Extract all lines in the data that contain the word "instance".

=== Section Start ===

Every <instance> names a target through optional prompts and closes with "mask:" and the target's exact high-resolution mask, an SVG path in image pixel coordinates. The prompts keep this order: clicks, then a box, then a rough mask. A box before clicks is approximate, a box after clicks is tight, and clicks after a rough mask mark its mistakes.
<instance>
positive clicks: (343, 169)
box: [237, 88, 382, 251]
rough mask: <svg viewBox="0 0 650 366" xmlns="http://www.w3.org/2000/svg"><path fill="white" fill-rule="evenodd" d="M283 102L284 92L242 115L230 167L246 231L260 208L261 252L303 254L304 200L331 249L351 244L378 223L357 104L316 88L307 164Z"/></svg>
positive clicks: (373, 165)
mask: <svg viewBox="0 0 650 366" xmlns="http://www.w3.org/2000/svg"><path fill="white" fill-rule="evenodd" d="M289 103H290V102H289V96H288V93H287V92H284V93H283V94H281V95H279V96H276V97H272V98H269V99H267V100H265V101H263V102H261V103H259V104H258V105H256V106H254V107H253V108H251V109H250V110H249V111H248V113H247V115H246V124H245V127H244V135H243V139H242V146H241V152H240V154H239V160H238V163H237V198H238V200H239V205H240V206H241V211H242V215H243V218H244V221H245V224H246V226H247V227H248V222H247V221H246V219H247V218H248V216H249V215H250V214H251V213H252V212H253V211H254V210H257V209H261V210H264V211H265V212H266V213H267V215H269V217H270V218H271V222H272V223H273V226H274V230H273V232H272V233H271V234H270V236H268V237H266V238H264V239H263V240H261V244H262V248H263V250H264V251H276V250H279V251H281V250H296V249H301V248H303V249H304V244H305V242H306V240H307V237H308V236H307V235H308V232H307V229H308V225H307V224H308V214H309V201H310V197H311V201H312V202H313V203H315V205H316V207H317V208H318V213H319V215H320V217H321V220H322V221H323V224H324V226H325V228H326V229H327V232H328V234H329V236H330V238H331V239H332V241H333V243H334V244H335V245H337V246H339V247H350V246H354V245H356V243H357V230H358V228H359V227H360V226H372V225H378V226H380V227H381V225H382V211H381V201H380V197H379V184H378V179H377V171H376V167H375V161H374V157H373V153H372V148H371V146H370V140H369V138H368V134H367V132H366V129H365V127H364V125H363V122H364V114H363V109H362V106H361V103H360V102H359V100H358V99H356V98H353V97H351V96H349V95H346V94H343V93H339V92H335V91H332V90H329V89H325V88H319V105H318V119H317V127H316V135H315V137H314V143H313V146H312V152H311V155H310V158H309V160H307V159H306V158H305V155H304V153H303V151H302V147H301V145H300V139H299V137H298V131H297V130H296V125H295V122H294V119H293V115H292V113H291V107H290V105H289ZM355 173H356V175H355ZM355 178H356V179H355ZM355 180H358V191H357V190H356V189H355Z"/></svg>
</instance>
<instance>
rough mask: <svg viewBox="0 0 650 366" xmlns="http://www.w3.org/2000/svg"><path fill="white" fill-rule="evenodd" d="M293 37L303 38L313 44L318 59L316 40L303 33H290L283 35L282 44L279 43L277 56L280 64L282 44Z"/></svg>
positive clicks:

=== Section End ===

Expected output »
Every <instance> names a target through optional prompts and closes with "mask:" and the target's exact high-resolution mask, an SVG path in image pixel coordinates. The prompts keep this order: clicks, then a box, then a rough mask. A box before clicks is approximate, a box after clicks is tight, and clicks after a rough mask mark its mistakes.
<instance>
</instance>
<instance>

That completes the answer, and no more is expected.